Citation : 2000 Latest Caselaw 1194 Del
Judgement Date : 24 November, 2000
JUDGMENT
A.K. Sikri, J.
1. This is a review petition filed by the applicant PWD(respondent No. 2 in the main petition) seeking review of order dated 8th December, 1999 passed in CWP No. 581 of 1997. By the said order, CWP was allowed and applicant herein was directed to fix the pension and release pension order of the petitioner and pay arrears of pension w.e.f. 1st April, 1996 till date within a period of two months from the date of the order with direction that he should also start getting future pension regularly. On arrears of pension, interest at the rate of 12 per cent per annum was also allowed. It was noted in the order that since the petitioner had served for 22 years and 8 months with respondent No. 2 this period should be taken into consideration while fixing the pension.

## DATA EXTRACT
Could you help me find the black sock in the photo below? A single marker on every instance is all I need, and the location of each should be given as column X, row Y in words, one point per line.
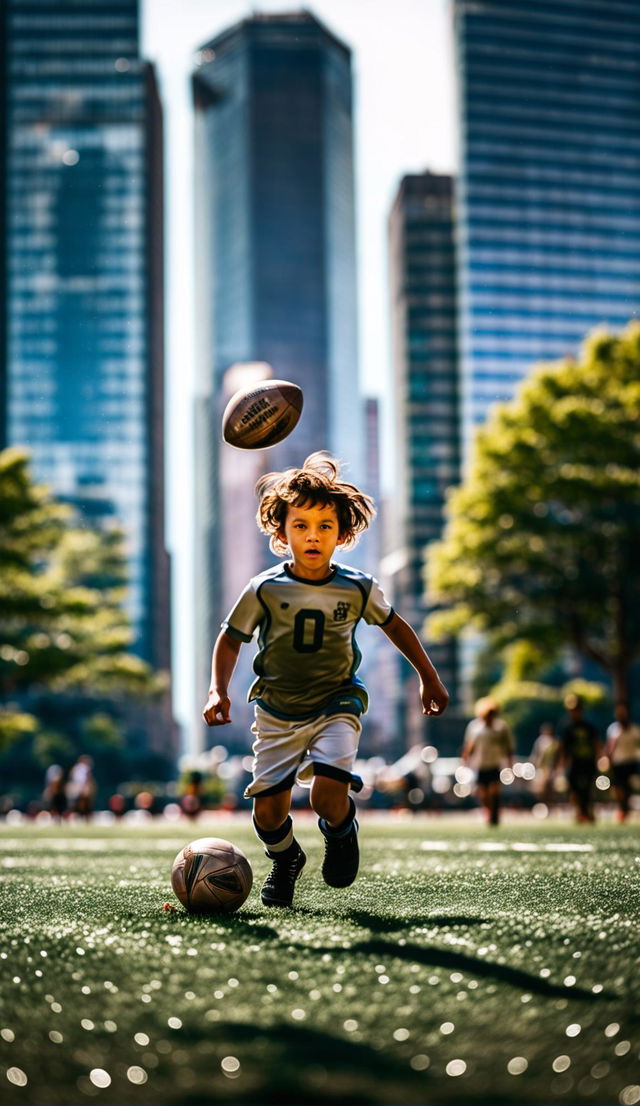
column 276, row 841
column 345, row 825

## PROBLEM 1
List every full calendar date (day, month and year) that appears in the pension review judgment.
## PROBLEM 2
Extend the pension review judgment, picking up after its final sentence.

## ANSWER 1
24 November, 2000
8th December, 1999
1st April, 1996

## ANSWER 2
2. It is a matter of record that petitioner before joining applicant/PWD, was serving in Army as Combatant soldier. He had joined army in the aforesaid capacity on 29th January, 1956 and was invalidated from Army on 2nd, November, 1971 as he suffered injury and was granted war injury pension. He is receiving that war injury pension on the basis of his service of 17 years in the Army. Thereafter, he joined PWD and UDC on 16th July, 1973 and worked till 31st March, 1996 i.e. for a period of 22 years and 8 months. There is no dispute that petitioner is entitled to get the pension from PWD. However, in this review petition, review is sought of the order dated 8th December, 1999 on the ground that petitioner can be given pension for a total service of 33 years in all and since he is getting pension from the Army on the basis of his service of 17 years, in PWD his service for the purpose of pension should be limited to 16 (33 years-17 years) and not 22 years and 8 months. In support of the stand taken by the applicant, applicant has filed office noting wherein, referring to the provisions of Rule 19 (1) of the CCS (Pension) Rules, 1972 matter was referred to Department of Pension and Pensioners Welfare for clarification and the said department has given the clarification on the" lines adopted by the applicant in this review petition.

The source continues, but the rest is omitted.